== Excerpt ==
The Decembrist revolt or the Decembrist uprising (Russian: Восстание декабристов) was staged in Imperial Russia by army officers who led approximately three thousand Russian soldiers on December 26, 1825. Because these events occurred in December, the rebels were called the Decembrists (Dekabristy, Russian: Декабристы). This uprising took place in the Senate Square in St. Petersburg. In 1925, to mark the centennial of the event, the square was renamed the Decembrist Square (Ploshchad' Dekabristov, Russian: Площадь Декабристов). The Decembrists were brutally repressed by the new Tsar, Nicholas I. Their leaders were executed or exiled.

The Decembrists represented the elite of the military officers whose desire for greater freedom reflected the human desire for freedom and personal responsibility in governing their own affairs.

Decembrist societies

Historians have generally agreed that a revolutionary movement was born during the reign of Alexander I. From the late seventeenth and early eighteenth centuries, the Russian nobility were increasingly exposed to European intellectual trends such as liberalism. During the period of rapprochement between Napoleon and Alexander, liberalism was encouraged on an official level, creating high expectations.

The driving force for reform in Alexander’s regime was Mikhail Speransky. During his early years in the regime, Speransky helped inspire the organization of the Ministry of the Interior, the reform of ecclesiastic education, and the formulation of the government’s role in the country’s economic development. Speransky’s role increased greatly in 1808. From then until 1812, Speransky developed plans for the reorganization of Russia’s government. These plans held for a time the promise of a new constitutional regime. Speransky’s most noted essay pushed for a code of laws. Such a code of laws would have created a uniform legal system, and replaced the arbitrary decisions of government officials with objective procedures. This was the first step in the creation of a liberal style government. However, court intrigue slowly undermined Speransky’s influence with Alexander, and he was removed from the court.

The officer corps of the Russian army, which vanquished Napoleon in 1812, was composed of young men of the aristocratic class. These young officers were the same men who, a couple of years earlier, could have been found exalting Napoleon in cocktail parties across Europe. Now, while occupying Western Europe, Russian officers were able to see Western society first hand. They attended classes at the liberal universities where they heard the same teachings that had inspired the Jacobins. They experienced the prosperity of nations where serfdom had been abolished, and where monarchical power was limited. They returned to Russia with strengthened liberal ideas, including human rights, representative government, and mass democracy.

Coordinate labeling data
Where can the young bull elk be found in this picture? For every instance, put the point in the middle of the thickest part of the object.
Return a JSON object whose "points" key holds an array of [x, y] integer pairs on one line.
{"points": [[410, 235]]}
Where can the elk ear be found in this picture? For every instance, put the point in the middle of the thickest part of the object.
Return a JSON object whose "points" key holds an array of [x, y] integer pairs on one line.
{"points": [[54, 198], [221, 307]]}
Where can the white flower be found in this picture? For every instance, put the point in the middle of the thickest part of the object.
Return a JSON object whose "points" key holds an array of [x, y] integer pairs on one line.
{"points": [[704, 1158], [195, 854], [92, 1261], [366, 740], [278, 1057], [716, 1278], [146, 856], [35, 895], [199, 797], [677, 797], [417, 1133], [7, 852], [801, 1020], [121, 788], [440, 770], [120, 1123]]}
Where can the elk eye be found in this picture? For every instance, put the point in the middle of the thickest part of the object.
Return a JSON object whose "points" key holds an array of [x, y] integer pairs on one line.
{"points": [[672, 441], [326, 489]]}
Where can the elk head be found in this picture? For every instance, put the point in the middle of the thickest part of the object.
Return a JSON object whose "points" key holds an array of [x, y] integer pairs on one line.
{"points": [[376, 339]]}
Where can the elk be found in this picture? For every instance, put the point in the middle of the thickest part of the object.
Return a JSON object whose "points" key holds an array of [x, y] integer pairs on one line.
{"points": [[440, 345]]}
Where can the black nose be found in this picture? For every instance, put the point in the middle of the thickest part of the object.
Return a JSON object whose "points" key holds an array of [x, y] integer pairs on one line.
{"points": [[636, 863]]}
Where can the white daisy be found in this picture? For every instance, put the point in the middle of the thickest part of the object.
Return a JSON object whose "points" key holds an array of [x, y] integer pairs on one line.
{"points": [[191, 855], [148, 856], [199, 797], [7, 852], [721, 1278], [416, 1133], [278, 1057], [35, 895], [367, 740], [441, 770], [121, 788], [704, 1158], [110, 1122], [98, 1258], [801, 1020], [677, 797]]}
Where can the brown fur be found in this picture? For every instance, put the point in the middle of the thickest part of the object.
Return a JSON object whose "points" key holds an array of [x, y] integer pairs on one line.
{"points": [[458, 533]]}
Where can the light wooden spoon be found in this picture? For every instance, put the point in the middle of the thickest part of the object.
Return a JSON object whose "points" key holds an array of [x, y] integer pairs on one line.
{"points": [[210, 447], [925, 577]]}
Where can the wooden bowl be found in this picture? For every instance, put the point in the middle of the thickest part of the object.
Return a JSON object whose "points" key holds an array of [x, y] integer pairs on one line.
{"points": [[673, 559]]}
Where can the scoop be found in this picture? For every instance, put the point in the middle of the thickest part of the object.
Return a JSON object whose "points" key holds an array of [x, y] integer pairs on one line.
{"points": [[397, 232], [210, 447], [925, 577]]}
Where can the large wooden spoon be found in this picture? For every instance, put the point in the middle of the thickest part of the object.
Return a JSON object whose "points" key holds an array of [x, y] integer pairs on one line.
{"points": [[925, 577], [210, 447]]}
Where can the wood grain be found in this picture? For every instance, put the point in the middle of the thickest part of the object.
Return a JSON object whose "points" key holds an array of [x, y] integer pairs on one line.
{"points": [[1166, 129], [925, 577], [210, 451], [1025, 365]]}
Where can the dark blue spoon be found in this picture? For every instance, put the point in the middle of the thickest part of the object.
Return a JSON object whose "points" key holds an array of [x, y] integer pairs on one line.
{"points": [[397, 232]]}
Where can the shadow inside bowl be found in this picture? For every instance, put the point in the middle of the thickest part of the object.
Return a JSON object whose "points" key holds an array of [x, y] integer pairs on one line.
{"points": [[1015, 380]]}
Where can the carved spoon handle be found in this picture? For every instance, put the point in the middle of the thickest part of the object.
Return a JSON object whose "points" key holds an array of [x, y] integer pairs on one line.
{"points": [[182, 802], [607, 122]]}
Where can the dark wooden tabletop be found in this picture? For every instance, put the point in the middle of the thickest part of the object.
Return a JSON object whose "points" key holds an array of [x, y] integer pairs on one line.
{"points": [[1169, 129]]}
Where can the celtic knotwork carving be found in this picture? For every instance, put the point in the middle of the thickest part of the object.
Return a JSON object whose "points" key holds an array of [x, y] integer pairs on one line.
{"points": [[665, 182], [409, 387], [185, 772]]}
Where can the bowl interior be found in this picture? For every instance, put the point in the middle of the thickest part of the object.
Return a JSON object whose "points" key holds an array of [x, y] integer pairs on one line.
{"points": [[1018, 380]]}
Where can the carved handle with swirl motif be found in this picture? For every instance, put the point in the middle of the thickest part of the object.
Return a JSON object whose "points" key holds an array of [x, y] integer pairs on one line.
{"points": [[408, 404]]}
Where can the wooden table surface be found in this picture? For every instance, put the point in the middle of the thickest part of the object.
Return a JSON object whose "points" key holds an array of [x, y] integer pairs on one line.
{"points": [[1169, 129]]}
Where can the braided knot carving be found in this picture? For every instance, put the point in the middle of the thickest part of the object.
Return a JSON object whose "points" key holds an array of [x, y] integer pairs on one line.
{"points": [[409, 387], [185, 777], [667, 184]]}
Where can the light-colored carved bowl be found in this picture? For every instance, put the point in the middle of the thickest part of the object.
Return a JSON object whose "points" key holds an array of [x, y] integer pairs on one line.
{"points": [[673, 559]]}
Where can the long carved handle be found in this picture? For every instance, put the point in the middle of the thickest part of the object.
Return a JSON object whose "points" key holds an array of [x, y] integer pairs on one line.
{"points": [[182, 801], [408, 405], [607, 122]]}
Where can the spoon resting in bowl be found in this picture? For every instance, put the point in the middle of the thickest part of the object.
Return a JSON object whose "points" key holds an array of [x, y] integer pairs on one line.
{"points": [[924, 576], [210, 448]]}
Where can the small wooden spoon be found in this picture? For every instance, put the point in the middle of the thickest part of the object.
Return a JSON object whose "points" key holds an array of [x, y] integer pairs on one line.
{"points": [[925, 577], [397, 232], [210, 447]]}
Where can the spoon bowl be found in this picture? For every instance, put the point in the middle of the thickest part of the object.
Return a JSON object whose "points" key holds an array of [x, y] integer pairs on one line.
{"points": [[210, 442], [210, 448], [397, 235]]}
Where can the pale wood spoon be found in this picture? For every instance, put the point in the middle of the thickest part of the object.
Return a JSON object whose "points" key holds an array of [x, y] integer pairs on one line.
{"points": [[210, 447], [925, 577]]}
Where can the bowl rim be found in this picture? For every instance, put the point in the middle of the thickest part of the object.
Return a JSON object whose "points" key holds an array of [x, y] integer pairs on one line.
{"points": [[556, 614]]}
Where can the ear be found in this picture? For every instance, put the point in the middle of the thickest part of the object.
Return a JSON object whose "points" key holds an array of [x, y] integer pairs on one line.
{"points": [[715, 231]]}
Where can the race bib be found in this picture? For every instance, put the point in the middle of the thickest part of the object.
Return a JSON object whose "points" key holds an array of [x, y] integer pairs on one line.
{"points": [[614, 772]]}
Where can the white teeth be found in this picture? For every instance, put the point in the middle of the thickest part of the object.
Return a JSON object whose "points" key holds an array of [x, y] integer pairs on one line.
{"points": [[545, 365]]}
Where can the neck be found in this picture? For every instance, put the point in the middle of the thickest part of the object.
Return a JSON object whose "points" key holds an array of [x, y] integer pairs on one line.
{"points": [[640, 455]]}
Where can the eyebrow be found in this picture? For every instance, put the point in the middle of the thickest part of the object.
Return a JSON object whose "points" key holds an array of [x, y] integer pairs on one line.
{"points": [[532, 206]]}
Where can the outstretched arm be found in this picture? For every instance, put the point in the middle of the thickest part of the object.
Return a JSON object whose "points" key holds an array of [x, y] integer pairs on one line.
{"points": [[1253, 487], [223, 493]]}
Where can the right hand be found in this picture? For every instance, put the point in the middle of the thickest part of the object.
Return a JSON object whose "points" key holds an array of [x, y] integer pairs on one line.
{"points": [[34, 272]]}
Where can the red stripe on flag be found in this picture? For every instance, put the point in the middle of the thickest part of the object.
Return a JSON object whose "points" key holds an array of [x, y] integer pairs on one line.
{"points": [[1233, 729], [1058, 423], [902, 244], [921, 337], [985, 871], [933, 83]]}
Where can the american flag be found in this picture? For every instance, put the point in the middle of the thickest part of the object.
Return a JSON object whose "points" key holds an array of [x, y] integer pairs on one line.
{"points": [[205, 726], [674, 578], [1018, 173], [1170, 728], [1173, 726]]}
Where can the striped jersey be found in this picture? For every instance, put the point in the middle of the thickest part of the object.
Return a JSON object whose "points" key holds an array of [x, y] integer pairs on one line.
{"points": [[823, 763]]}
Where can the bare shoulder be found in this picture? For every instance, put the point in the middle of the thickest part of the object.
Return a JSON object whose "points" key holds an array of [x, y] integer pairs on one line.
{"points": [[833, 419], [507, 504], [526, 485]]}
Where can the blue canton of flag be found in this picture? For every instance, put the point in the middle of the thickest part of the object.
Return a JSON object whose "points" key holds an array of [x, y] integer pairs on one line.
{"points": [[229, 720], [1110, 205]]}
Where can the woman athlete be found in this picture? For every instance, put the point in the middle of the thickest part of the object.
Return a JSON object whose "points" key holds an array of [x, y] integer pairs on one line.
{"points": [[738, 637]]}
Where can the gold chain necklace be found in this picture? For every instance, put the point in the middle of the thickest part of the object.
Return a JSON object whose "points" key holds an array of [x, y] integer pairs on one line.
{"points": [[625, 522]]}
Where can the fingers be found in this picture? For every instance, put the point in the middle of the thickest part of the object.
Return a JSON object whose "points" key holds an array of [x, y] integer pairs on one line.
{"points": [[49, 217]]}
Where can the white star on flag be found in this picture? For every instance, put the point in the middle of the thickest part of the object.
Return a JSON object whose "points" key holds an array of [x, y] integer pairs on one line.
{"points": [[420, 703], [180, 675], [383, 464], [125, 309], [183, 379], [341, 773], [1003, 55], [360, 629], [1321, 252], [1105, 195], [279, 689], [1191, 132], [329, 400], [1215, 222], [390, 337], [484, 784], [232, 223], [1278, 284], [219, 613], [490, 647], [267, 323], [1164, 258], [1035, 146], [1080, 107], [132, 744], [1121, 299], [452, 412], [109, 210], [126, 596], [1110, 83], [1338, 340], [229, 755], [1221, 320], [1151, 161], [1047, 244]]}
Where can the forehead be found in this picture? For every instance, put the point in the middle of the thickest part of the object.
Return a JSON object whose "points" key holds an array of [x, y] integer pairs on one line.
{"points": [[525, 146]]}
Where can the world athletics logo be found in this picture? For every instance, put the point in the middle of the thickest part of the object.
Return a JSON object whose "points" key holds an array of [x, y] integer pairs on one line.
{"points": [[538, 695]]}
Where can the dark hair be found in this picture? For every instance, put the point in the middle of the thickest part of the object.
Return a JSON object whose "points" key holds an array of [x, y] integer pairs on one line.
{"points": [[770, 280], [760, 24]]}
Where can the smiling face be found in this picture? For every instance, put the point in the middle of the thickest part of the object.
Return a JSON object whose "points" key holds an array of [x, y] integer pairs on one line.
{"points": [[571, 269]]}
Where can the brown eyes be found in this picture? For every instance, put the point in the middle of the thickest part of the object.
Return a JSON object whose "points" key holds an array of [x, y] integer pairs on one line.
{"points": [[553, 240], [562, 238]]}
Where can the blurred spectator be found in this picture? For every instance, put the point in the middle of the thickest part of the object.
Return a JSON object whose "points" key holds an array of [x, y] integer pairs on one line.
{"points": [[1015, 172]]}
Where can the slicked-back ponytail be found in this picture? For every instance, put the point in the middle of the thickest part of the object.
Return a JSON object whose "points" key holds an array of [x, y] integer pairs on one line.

== Written instruction ==
According to the Decembrist revolt excerpt, in which square in St. Petersburg did the uprising take place? Rely only on the text when responding.

== Exercise answer ==
The Senate Square.